### JOB
Lay out as a JSON list of strings the lines of the listing below, starting at the line containing "Where can the man in olive" and ending at the final line of the listing, one string per line and blank lines omitted.

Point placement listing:

=-=-=

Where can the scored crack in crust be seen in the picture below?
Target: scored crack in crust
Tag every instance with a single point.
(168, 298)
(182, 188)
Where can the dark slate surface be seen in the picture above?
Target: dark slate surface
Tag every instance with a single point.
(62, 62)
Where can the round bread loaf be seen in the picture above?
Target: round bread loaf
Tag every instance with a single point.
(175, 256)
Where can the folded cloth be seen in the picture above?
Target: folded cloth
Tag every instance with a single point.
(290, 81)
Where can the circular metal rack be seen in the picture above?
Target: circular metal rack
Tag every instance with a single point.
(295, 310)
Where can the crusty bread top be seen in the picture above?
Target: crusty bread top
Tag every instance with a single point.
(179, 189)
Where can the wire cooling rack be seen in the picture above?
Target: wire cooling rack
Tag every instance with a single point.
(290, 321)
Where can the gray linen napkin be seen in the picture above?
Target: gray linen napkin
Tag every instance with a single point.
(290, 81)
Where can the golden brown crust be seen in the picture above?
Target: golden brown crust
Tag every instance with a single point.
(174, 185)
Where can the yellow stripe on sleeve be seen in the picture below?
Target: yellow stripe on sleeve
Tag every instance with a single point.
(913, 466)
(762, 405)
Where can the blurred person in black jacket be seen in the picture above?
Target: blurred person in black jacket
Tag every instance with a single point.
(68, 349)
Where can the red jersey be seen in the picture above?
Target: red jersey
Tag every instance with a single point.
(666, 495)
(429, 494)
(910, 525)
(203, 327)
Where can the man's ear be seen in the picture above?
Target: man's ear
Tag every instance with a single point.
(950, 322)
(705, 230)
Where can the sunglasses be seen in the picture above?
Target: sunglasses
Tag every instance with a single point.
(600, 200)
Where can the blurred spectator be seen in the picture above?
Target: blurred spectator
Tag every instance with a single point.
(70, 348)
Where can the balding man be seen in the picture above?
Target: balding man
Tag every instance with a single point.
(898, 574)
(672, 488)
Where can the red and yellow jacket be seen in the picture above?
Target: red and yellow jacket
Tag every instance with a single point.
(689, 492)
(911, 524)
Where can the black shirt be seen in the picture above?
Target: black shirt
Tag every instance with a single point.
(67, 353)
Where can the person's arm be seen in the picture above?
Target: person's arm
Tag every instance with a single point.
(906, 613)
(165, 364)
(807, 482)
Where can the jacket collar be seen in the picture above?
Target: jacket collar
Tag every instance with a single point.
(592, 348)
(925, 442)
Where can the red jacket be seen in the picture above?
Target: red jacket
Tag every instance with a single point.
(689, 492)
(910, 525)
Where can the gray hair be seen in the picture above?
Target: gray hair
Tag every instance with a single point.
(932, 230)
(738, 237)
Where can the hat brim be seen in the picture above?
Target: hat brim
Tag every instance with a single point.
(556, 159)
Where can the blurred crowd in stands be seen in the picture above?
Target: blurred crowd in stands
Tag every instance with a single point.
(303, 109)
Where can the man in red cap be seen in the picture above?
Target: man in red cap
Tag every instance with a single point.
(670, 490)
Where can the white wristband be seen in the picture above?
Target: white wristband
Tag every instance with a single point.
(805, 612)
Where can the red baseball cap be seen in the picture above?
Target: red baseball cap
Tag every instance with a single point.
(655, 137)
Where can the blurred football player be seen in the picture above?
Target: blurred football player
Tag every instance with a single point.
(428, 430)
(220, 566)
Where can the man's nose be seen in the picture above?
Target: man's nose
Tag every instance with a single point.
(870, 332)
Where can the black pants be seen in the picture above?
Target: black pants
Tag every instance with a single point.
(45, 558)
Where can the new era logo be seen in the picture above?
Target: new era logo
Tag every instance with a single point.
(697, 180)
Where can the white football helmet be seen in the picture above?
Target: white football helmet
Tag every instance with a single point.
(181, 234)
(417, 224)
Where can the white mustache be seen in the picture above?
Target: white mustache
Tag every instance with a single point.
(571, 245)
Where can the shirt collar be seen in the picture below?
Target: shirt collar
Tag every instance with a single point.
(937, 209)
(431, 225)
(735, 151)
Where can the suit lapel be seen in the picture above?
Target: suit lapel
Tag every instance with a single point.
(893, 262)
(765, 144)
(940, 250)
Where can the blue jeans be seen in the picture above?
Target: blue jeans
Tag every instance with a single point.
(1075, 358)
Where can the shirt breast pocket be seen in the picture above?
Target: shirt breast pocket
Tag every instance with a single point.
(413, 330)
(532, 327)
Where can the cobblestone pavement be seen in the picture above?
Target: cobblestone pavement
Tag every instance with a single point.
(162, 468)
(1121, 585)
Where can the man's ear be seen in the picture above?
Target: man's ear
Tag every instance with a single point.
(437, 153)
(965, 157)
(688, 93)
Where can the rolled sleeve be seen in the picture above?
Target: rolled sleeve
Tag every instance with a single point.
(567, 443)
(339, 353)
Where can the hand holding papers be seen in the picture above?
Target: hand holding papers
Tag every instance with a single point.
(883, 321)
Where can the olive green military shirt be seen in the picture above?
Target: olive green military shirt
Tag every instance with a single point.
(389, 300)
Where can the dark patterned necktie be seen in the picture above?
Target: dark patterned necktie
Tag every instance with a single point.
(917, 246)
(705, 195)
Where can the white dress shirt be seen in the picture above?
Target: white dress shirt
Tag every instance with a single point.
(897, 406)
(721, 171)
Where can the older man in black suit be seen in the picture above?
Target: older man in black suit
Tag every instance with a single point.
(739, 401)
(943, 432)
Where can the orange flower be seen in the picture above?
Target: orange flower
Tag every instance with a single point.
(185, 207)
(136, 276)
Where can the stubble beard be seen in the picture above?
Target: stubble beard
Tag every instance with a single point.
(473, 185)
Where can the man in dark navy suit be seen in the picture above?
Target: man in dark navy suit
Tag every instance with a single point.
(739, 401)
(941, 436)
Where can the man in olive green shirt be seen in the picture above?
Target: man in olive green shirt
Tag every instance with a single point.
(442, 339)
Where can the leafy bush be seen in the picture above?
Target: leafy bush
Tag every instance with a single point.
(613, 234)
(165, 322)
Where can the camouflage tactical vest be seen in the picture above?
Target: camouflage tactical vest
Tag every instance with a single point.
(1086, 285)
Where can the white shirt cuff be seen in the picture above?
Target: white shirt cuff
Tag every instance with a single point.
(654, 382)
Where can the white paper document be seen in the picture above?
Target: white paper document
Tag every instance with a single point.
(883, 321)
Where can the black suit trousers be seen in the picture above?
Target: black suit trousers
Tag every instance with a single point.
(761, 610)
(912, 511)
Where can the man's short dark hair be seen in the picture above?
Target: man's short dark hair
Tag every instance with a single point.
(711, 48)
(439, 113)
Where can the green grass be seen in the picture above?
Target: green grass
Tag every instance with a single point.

=-=-=

### EXPECTED OUTPUT
[
  "Where can the man in olive green shirt be seen in the picture above?",
  "Target: man in olive green shirt",
  "Tag every instance with a single point.",
  "(442, 339)",
  "Where can the leafy bush be seen in the picture above?",
  "Target: leafy bush",
  "Tag every instance with a single point.",
  "(613, 234)",
  "(165, 322)",
  "Where can the camouflage tactical vest be seen in the picture above?",
  "Target: camouflage tactical vest",
  "Tag every instance with a single point.",
  "(1086, 285)",
  "Where can the white shirt cuff be seen in the picture above?",
  "Target: white shirt cuff",
  "Tag every instance with a single point.",
  "(654, 382)",
  "Where can the white paper document be seen in the picture above?",
  "Target: white paper document",
  "Tag every instance with a single point.",
  "(883, 321)",
  "Where can the black suit trousers be seen in the picture above?",
  "Target: black suit trousers",
  "Tag every instance with a single point.",
  "(761, 610)",
  "(912, 511)",
  "Where can the man's short dark hair be seen in the picture above?",
  "Target: man's short dark hair",
  "Tag every instance with a single point.",
  "(711, 48)",
  "(439, 113)",
  "Where can the green grass be seen in the picture above?",
  "Target: green grass",
  "Tag every instance with a single point."
]